[Saved data entries]
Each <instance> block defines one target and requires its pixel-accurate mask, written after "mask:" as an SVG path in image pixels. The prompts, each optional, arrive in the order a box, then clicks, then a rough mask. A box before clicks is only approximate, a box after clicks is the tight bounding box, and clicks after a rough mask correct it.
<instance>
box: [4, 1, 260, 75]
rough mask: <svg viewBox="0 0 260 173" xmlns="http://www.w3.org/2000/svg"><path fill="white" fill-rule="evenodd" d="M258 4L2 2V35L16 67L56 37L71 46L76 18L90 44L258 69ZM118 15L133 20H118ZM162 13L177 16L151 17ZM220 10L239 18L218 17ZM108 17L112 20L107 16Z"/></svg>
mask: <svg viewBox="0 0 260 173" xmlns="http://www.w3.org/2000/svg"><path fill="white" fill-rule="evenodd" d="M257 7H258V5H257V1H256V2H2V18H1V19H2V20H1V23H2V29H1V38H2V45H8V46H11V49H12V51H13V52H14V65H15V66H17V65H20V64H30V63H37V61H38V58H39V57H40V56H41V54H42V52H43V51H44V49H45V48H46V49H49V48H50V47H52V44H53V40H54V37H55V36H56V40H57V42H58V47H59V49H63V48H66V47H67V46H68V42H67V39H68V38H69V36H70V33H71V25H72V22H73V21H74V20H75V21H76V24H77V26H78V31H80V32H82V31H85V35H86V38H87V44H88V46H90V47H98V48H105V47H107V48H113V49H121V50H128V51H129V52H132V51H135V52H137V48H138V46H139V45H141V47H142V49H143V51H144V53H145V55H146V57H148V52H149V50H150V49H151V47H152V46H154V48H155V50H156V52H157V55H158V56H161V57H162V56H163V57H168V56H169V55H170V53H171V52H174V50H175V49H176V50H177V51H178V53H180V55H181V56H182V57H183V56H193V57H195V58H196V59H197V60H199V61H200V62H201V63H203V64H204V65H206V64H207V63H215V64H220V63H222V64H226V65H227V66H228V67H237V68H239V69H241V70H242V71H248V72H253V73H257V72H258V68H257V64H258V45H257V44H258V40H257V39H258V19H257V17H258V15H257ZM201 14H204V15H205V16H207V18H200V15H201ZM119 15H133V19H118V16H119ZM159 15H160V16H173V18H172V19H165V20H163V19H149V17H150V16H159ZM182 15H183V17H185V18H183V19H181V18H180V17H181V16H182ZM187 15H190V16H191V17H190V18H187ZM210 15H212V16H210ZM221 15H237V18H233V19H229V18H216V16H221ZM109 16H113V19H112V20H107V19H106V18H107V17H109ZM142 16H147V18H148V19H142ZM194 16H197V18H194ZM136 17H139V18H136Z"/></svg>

-- EXERCISE OBJECTIVE --
Could the data above be set down exactly, in full?

-- EXPECTED ANSWER --
Each <instance> block defines one target and requires its pixel-accurate mask, written after "mask:" as an SVG path in image pixels. The prompts, each optional, arrive in the order a box, then clicks, then a rough mask. A box before clicks is only approximate, a box after clicks is the tight bounding box, and clicks after a rough mask correct it.
<instance>
box: [4, 1, 260, 75]
rough mask: <svg viewBox="0 0 260 173" xmlns="http://www.w3.org/2000/svg"><path fill="white" fill-rule="evenodd" d="M258 4L2 2V35L16 67L56 37L71 46L76 18L90 44L258 69ZM118 15L133 20H118ZM162 13L177 16L151 17ZM220 10L239 18L218 17ZM108 17L112 20L107 16Z"/></svg>
mask: <svg viewBox="0 0 260 173" xmlns="http://www.w3.org/2000/svg"><path fill="white" fill-rule="evenodd" d="M257 7H258V5H257V1H256V2H2V18H1V19H2V20H1V23H2V29H1V38H2V45H8V46H11V49H12V51H13V52H14V65H15V66H17V65H20V64H30V63H37V61H38V58H39V57H40V56H41V54H42V52H43V51H44V49H45V48H46V49H49V48H50V47H52V44H53V40H54V37H55V36H56V40H57V42H58V47H59V49H63V48H66V47H67V46H68V42H67V39H68V38H69V36H70V33H71V25H72V22H73V21H74V20H75V21H76V24H77V26H78V31H80V32H82V31H85V35H86V38H87V44H88V46H90V47H98V48H105V47H107V48H113V49H121V50H128V51H129V52H132V51H135V52H137V48H138V46H139V45H141V47H142V49H143V51H144V53H145V55H146V57H148V52H149V50H150V49H151V47H152V46H154V48H155V50H156V52H157V55H158V56H161V57H162V56H163V57H168V56H169V55H170V53H171V52H174V50H175V49H176V50H177V51H178V53H180V55H181V56H182V57H183V56H193V57H195V58H196V59H197V60H199V61H200V62H201V63H203V64H204V65H206V64H207V63H215V64H220V63H222V64H226V65H227V66H228V67H237V68H239V69H241V70H242V71H248V72H253V73H257V72H258V68H257V64H258V45H257V44H258V40H257V39H258V19H257V17H258V15H257ZM201 14H204V15H205V16H207V18H200V15H201ZM119 15H133V19H118V16H119ZM159 15H160V16H173V18H172V19H165V20H163V19H149V17H150V16H159ZM182 15H183V17H185V18H183V19H181V18H180V17H181V16H182ZM187 15H190V16H191V17H190V18H187ZM210 15H212V16H210ZM221 15H237V18H233V19H229V18H216V16H221ZM109 16H113V19H112V20H107V19H106V18H107V17H109ZM142 16H147V18H148V19H142ZM194 16H197V18H194ZM136 17H139V18H136Z"/></svg>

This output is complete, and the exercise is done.